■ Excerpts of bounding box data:
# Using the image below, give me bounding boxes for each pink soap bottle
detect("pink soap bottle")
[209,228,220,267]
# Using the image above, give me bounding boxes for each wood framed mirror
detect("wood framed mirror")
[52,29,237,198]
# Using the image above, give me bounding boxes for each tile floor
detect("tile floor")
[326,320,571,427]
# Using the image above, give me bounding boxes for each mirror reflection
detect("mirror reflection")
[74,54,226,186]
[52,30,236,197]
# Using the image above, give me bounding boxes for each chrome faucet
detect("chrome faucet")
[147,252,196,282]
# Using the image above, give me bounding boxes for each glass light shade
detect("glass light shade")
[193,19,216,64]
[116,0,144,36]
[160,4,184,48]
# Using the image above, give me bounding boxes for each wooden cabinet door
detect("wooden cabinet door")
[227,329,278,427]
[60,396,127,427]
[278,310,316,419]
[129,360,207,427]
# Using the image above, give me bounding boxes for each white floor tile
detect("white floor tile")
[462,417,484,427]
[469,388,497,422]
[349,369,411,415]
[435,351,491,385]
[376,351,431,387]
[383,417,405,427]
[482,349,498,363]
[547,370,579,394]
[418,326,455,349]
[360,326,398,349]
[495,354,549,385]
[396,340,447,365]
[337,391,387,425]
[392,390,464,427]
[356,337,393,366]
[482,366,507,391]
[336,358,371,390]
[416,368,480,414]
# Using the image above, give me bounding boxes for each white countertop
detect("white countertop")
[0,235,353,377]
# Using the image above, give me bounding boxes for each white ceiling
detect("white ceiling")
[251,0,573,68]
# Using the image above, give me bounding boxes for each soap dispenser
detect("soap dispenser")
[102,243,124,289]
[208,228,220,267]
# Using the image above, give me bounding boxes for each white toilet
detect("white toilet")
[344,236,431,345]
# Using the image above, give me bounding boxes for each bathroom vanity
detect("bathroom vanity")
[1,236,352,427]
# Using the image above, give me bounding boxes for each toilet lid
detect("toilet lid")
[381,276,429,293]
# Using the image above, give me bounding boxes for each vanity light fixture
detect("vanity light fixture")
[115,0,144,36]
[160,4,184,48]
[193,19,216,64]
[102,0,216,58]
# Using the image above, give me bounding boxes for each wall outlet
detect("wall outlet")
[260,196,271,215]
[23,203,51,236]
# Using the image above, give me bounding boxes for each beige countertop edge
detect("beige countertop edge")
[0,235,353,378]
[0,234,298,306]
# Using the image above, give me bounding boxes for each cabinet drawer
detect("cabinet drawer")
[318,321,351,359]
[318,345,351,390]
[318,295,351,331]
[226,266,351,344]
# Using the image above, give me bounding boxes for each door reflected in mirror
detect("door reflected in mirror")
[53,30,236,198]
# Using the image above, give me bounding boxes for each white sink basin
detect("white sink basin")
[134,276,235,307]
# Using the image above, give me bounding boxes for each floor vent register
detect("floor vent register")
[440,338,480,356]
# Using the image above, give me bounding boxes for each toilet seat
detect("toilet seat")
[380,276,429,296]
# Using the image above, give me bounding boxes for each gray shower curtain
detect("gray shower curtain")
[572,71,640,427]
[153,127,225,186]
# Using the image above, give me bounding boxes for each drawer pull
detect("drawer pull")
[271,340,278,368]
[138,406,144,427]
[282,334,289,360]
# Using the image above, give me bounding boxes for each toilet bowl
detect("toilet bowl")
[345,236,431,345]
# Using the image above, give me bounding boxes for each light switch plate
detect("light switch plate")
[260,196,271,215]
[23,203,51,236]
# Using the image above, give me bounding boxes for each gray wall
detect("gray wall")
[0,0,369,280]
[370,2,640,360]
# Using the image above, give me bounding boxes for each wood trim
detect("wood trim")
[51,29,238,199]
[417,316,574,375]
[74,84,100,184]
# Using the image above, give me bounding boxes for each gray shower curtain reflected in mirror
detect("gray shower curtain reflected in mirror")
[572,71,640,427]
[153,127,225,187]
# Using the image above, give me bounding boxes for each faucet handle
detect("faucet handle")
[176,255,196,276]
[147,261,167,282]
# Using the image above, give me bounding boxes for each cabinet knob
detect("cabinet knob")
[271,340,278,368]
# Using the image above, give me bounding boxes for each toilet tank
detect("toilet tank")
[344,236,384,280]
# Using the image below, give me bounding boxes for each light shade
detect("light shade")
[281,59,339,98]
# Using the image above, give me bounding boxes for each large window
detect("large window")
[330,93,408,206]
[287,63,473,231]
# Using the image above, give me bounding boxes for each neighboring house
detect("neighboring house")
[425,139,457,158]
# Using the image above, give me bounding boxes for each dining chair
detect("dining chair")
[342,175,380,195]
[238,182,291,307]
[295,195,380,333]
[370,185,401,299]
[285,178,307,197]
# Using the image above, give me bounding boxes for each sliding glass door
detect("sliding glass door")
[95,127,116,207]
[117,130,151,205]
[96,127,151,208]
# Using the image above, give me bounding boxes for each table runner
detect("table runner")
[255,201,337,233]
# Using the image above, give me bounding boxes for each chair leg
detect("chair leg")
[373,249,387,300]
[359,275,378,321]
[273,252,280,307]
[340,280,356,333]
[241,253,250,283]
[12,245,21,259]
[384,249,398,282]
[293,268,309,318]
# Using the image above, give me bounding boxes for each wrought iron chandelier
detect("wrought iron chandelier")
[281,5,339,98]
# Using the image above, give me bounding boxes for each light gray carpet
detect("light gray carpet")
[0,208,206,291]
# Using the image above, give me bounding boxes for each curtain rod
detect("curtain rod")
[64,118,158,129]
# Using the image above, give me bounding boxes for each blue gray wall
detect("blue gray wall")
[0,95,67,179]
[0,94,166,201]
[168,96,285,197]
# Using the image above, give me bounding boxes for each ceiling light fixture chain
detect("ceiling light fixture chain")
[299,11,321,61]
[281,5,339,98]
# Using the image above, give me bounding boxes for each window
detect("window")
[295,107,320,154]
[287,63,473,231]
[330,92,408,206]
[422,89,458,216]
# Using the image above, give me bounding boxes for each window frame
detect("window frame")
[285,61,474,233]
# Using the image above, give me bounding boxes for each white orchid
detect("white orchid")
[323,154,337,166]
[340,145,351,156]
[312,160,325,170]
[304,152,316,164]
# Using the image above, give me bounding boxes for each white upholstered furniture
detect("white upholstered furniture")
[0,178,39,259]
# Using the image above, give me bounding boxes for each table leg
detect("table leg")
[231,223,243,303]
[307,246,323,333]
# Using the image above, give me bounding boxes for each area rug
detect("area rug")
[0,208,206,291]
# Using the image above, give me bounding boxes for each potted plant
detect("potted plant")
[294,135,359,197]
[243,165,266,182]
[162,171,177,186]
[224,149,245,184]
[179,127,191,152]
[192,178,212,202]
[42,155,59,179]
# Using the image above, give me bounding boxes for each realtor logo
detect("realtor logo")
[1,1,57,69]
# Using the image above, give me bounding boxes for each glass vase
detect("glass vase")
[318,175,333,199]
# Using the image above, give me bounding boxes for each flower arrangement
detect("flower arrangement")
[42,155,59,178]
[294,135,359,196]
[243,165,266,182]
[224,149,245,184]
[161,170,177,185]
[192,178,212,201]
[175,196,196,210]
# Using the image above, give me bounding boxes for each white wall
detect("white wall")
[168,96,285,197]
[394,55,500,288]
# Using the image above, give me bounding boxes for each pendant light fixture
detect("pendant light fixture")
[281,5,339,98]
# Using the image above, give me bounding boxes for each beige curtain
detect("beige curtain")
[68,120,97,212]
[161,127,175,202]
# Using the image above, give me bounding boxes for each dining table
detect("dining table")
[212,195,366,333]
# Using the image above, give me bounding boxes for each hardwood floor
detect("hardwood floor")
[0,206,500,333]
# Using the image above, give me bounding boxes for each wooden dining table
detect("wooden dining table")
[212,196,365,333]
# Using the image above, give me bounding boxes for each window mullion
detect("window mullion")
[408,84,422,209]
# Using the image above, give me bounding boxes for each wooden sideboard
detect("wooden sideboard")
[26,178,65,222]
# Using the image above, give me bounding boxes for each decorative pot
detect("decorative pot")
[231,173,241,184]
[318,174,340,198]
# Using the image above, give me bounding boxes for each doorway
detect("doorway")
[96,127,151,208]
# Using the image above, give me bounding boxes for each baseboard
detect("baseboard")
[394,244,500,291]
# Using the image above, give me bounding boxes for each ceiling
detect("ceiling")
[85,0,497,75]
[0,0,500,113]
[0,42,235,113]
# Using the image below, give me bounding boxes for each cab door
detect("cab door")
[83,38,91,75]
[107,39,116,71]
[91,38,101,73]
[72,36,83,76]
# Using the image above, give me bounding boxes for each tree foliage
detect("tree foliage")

■ SET PROBLEM: Rewrite the records as a numbered list, covering everything from the very beginning down to the line that contains "[0,235,353,377]". Leave out any blank lines.

■ COMPLETE ANSWER:
1. # Using the image below, give me bounding boxes for each pink soap bottle
2. detect("pink soap bottle")
3. [209,228,220,267]
4. # Using the image above, give me bounding boxes for each wood framed mirror
5. detect("wood framed mirror")
6. [52,29,237,198]
7. # Using the image above, give me bounding boxes for each tile floor
8. detect("tile floor")
9. [326,320,571,427]
10. # Using the image above, give me bounding boxes for each mirror reflection
11. detect("mirror reflection")
12. [74,54,226,186]
13. [52,30,236,197]
14. # Using the image above, give me bounding boxes for each chrome faucet
15. detect("chrome faucet")
16. [147,252,196,282]
17. # Using the image above, give me bounding boxes for each glass light shade
18. detect("glass light shade")
19. [193,19,216,64]
20. [116,0,144,36]
21. [160,4,184,48]
22. # Using the image above, give me bounding boxes for each wooden cabinet door
23. detect("wooden cabinet door")
24. [227,329,278,427]
25. [60,396,127,427]
26. [278,310,316,419]
27. [129,360,207,427]
28. # Using the image above, give me bounding boxes for each white floor tile
29. detect("white floor tile")
30. [462,417,484,427]
31. [469,388,497,422]
32. [349,369,411,415]
33. [435,351,491,385]
34. [376,351,431,387]
35. [383,417,405,427]
36. [482,349,498,363]
37. [547,370,579,394]
38. [418,326,455,349]
39. [360,326,398,349]
40. [495,354,549,385]
41. [396,340,447,365]
42. [337,391,387,425]
43. [392,390,464,427]
44. [356,337,393,366]
45. [482,366,507,391]
46. [336,358,371,390]
47. [416,368,480,414]
48. # Using the image above, give me bounding boxes for each white countertop
49. detect("white countertop")
50. [0,235,353,377]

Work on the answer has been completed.